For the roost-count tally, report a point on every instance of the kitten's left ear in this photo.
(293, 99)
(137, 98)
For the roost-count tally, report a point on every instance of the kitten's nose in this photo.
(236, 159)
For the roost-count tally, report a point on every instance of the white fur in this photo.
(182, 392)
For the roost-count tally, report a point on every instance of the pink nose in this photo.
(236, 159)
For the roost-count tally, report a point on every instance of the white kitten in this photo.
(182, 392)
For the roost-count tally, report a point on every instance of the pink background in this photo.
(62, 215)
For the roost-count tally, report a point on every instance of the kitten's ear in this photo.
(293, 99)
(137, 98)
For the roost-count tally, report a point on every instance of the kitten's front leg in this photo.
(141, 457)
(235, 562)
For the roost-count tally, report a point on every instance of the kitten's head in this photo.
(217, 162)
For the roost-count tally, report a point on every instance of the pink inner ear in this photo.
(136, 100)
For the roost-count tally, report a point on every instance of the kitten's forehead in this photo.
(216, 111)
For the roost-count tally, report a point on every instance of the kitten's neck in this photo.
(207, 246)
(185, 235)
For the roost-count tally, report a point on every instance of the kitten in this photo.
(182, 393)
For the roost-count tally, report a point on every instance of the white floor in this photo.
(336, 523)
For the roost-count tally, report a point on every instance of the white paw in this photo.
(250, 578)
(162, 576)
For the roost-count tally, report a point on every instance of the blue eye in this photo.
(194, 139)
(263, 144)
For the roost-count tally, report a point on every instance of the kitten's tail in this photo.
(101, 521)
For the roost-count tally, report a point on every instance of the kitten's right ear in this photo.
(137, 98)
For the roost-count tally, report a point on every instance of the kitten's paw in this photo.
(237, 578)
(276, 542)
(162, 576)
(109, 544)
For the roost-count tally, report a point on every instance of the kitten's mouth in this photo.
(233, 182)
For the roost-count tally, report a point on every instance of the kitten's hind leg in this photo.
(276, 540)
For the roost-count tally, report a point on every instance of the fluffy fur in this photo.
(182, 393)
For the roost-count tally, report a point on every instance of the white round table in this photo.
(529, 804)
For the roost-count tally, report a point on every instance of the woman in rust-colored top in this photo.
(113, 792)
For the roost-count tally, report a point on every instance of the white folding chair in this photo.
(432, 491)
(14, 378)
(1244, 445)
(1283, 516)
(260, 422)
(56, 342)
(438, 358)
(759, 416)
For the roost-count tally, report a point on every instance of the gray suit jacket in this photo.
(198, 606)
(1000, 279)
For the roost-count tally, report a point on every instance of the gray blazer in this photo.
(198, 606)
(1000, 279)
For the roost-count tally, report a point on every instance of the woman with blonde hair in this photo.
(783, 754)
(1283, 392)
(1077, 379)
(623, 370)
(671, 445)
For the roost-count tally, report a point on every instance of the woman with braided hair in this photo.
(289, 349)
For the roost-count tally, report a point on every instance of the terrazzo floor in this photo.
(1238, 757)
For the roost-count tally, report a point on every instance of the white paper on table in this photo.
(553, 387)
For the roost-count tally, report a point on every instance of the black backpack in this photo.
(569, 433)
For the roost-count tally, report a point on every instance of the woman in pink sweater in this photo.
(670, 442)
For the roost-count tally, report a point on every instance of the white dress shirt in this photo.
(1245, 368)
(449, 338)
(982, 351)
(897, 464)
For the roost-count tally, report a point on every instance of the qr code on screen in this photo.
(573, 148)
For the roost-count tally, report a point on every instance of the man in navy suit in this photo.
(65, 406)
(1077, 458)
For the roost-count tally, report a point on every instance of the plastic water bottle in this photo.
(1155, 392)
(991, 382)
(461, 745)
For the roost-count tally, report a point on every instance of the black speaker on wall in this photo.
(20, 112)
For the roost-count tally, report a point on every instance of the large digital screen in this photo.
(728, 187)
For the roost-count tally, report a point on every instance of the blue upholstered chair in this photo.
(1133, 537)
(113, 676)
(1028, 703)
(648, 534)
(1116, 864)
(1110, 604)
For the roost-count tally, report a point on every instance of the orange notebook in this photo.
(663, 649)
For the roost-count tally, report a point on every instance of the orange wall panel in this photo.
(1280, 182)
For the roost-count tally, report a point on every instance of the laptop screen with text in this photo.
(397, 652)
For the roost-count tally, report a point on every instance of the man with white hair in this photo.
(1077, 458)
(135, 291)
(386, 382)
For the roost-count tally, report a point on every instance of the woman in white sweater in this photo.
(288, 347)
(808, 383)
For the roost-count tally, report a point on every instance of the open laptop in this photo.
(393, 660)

Directions for this task> Reproduce word for word the entries from the line containing "on screen in this photo." through the line containing "(1110, 604)", including both of those lines.

Full answer>
For the roost-count tally, report a point on every instance of the qr code on screen in this photo.
(573, 148)
For the roost-count tally, report a point on every instance of the man in navy suit in this photo.
(65, 406)
(1077, 458)
For the roost-count tally, report a point on every instance of the plastic water bottle in this photo.
(1155, 392)
(991, 382)
(461, 745)
For the roost-count tally, report a point on every instance of the black speaker on wall in this photo.
(20, 112)
For the roost-count tally, report a point on every instance of the large digital screen in this photo.
(728, 187)
For the roost-count tally, report a point on every instance of the blue upholstered chair in this photo.
(1133, 537)
(113, 676)
(1028, 703)
(648, 534)
(1116, 864)
(1110, 604)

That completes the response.